The 1997 first-round draft pick is 132-119 with a 4.32 ERA (104 ERA+), a 1.38 WHIP, and 23.3 fWAR over the course of his 12-year career. Last season excepted, Garland has demonstrated admirable consistency and durability throughout his career, averaging 205 innings and 2.5 fWAR a season since he became a full-time starter in 2002.
Assuming he’s healthy and able to return to his usual form (or at least something close to it), Garland is probably the presumptive favorite to win the final spot in the Indians’ rotation, as recently vacated by the artist formerly known as Fausto Carmona. Even including 2011 Garland has a 3.81 ERA in his last three seasons; none of his competitors for the No. 5 spot are likely to perform that well over Garland’s usual 200 innings.
If Garland ends up struggling to regain his form or he isn’t ready for Opening Day, he’ll join Kevin Slowey, Jeanmar Gomez, Zach McAllister, David Huff, and Scott Barnes in the fight for the final rotation slot. But Garland’s strengths are his consistency and his durability, so in that case it’s unlikely that he’d be able to earn a regular job with several other higher-ceiling options available.
As Steve Kinsella noted yesterday, it’s possible that the Indians’ eagerness to add pitching depth has something to do with concern over Josh Tomlin’s elbow, which he injured at the end of the 2011 season. There haven’t been any news about setbacks for Tomlin nor rumors that his health is in question, but it is a possibility that would help to explain why Cleveland wanted him despite lacking an obvious need for another starter.
However he’s used, assuming Garland will earn under $1 million if he makes the team (it’s hard to imagine a minor-league deal including a seven-digit salary), he’ll be a solid bargain for the Indians. And if he throws his usual 200 innings of above-average run prevention, this signing will be a steal. Great move by Chris Antonetti & Co. to work out a minor-league deal for a player who we can actually get excited about.

- _What the task asks_
Copy the stretch of the Garland signing text from "If Garland ends" through "for another starter." word for word.

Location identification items
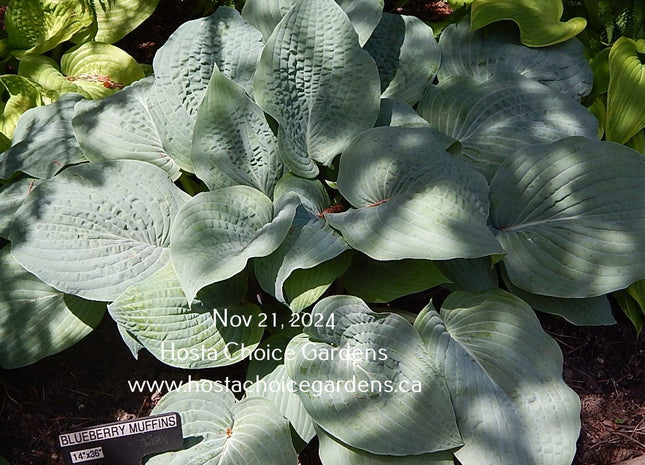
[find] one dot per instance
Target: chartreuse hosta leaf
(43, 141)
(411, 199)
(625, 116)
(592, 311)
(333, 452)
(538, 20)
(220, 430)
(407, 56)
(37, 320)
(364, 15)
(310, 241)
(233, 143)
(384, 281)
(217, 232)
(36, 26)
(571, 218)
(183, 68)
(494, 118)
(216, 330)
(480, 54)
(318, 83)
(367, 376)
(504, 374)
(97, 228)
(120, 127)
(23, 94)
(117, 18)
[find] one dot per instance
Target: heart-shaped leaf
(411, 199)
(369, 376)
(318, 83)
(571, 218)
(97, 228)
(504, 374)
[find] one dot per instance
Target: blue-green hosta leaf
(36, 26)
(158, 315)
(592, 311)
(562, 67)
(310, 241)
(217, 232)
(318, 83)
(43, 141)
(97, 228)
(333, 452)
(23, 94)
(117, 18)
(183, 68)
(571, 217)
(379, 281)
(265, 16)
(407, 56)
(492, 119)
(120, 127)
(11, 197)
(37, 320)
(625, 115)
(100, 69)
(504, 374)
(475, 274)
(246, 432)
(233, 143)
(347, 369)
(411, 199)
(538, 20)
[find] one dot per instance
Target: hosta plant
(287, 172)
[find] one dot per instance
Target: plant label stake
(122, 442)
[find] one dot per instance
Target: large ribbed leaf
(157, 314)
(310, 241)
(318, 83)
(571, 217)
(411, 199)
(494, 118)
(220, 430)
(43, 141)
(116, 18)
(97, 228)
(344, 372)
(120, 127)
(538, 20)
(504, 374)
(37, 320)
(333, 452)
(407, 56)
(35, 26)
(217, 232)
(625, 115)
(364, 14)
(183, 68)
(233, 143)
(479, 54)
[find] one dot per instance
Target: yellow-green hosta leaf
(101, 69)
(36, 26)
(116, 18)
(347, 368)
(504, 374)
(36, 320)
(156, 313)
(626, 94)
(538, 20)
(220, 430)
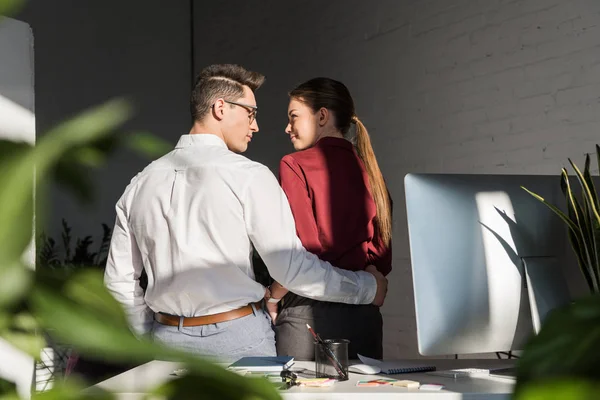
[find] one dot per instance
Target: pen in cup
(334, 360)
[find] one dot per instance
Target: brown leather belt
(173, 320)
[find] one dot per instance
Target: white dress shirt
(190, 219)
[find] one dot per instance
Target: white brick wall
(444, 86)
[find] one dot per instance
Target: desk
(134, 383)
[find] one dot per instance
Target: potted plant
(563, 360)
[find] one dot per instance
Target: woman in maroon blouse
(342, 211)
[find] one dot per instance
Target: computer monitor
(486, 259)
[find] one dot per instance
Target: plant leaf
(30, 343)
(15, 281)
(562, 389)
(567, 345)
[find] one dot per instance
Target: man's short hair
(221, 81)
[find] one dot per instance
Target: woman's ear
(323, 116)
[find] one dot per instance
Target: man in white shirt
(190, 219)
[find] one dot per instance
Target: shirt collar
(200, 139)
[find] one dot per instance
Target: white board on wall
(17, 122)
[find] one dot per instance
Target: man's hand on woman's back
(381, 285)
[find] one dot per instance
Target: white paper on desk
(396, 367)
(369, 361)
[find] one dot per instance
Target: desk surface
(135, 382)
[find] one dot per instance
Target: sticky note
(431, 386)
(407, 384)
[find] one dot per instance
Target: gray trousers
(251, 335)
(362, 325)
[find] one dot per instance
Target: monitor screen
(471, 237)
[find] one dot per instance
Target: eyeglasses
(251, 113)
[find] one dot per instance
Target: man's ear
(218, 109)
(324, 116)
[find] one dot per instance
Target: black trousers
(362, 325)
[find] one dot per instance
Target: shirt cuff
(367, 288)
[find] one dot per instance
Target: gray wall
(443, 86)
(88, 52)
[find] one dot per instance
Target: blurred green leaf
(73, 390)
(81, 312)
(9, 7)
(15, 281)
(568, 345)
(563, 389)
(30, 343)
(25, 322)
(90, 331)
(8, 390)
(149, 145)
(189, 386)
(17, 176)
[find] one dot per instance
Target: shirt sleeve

- _The completed task_
If Garland ends up struggling to regain his form or he isn’t ready for Opening Day, he’ll join Kevin Slowey, Jeanmar Gomez, Zach McAllister, David Huff, and Scott Barnes in the fight for the final rotation slot. But Garland’s strengths are his consistency and his durability, so in that case it’s unlikely that he’d be able to earn a regular job with several other higher-ceiling options available.
As Steve Kinsella noted yesterday, it’s possible that the Indians’ eagerness to add pitching depth has something to do with concern over Josh Tomlin’s elbow, which he injured at the end of the 2011 season. There haven’t been any news about setbacks for Tomlin nor rumors that his health is in question, but it is a possibility that would help to explain why Cleveland wanted him despite lacking an obvious need for another starter.